◆ **Given problem**: Change "one point per instance" to "a single point for each instance" in the lines from the one containing "Would you mind marking the snowy" up to and including the one containing "Would you mind marking the conifer". Return only those lines, with nothing else altered.

◆ **Information supplied**:
-.-.-

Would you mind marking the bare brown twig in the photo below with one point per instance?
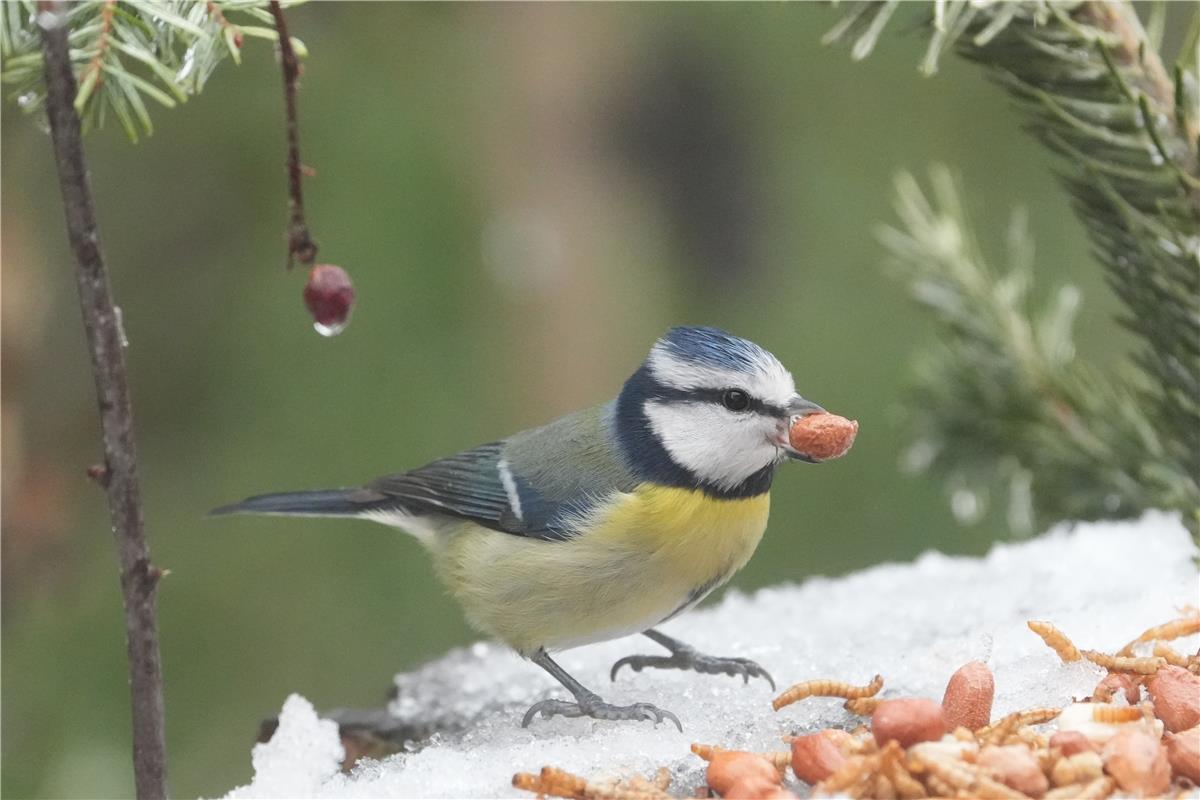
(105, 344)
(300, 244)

-.-.-

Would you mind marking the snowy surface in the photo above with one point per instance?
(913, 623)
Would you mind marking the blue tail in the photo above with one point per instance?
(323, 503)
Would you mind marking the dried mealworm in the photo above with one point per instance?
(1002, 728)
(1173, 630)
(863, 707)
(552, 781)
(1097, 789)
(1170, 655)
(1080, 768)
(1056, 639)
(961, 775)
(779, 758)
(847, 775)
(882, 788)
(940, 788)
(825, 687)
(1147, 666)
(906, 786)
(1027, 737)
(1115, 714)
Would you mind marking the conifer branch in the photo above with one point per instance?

-.-.-

◆ **Correct output**:
Would you mind marking the snowy surface in the photo above with a single point for each instance?
(913, 623)
Would you mind marking the blue tail in the photo above with a single point for each instance?
(323, 503)
Would you mind marking the dried mealworm in the photo above with a single point for each instance?
(1002, 728)
(1173, 630)
(863, 707)
(552, 781)
(1097, 789)
(1170, 655)
(1080, 768)
(1056, 639)
(961, 775)
(779, 758)
(847, 775)
(882, 788)
(940, 788)
(825, 687)
(1147, 666)
(906, 786)
(1027, 737)
(1115, 714)
Would you mind marking the conifer branch in the photo above with a single point for each instance?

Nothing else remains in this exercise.